**Instructions for the task**
Repeat the entries beneath in their entirety, precisely as given.
[Data to examine — start]
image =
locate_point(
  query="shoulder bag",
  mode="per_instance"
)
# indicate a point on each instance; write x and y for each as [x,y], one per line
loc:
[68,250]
[Data to examine — finish]
**Final answer**
image =
locate_point(
  query="shoulder bag",
  mode="per_instance"
)
# indicate a point on each instance; write x and y for each as [x,y], one per line
loc:
[68,250]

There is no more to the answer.